═════ Given data ═════

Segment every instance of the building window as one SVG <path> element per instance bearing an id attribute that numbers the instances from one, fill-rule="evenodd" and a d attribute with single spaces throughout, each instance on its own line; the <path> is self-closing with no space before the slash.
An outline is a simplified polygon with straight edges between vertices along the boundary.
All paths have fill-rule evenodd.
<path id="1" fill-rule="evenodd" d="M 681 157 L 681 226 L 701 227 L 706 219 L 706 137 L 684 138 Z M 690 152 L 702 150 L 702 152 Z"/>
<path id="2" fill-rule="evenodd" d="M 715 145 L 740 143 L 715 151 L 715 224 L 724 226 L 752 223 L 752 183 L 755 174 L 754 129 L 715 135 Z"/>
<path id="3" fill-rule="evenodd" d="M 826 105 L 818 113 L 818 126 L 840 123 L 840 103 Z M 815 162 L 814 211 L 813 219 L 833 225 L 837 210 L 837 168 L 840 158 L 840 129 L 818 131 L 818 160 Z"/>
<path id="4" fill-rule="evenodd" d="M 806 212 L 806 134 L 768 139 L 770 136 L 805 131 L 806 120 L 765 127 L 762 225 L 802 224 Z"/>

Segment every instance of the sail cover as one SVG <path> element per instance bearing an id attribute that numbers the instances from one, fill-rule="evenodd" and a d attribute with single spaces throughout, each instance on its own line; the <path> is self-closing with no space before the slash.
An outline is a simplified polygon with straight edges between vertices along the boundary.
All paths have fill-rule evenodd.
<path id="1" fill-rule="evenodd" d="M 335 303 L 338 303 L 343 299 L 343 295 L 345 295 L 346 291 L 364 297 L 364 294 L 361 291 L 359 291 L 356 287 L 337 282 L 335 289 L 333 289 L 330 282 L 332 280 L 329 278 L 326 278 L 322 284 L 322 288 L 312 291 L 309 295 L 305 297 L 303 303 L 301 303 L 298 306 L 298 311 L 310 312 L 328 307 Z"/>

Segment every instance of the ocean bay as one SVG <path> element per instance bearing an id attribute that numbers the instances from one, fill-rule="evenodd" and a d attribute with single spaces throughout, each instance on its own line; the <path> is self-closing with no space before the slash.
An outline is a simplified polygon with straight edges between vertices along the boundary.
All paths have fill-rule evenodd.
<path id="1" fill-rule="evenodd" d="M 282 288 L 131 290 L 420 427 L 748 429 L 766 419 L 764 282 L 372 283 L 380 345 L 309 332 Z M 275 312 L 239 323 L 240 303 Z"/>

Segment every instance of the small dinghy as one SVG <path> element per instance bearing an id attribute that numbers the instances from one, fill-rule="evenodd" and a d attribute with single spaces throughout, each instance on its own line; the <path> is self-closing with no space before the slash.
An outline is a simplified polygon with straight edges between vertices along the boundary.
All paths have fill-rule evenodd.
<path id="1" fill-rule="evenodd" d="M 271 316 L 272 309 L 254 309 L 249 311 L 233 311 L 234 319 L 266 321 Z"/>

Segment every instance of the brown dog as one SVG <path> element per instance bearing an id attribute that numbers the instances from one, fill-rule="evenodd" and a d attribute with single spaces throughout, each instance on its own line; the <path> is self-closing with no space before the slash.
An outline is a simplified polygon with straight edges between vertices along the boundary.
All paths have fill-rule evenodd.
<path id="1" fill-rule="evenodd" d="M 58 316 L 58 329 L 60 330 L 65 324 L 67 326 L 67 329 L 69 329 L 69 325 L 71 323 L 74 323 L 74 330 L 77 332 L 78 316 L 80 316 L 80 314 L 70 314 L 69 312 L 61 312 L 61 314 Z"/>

═════

▶ _Problem details_
Copy the lines of the listing above, starting at the line containing "Segment every instance of the sail" and ending with the line containing "282 288 L 131", both included.

▶ _The answer_
Segment every instance of the sail cover as one SVG <path> element per instance bearing an id attribute that numbers the instances from one, fill-rule="evenodd" and a d attribute with single spaces throughout, each instance on its own line; the <path> is self-closing with no space before the slash.
An outline is a simplified polygon with straight edges between vertices along the boundary.
All paths have fill-rule evenodd.
<path id="1" fill-rule="evenodd" d="M 335 303 L 338 303 L 343 299 L 343 295 L 345 295 L 346 291 L 364 297 L 364 294 L 361 291 L 359 291 L 356 287 L 337 282 L 335 289 L 333 289 L 330 282 L 332 280 L 329 278 L 326 278 L 322 284 L 322 288 L 312 291 L 309 295 L 305 297 L 303 303 L 301 303 L 298 306 L 298 311 L 310 312 L 328 307 Z"/>

Segment every instance of the ocean bay as one SVG <path> element per instance bearing an id attribute that numbers the instances from one, fill-rule="evenodd" and a d attribute with single spaces throughout, each instance on its own line; the <path> is self-closing with no space before the slash.
An outline is a simplified polygon with straight edges between vertices along the boundary.
All paths have fill-rule evenodd.
<path id="1" fill-rule="evenodd" d="M 282 288 L 131 290 L 420 427 L 748 429 L 766 419 L 764 282 L 372 283 L 380 345 L 309 332 Z M 275 312 L 239 323 L 240 303 Z"/>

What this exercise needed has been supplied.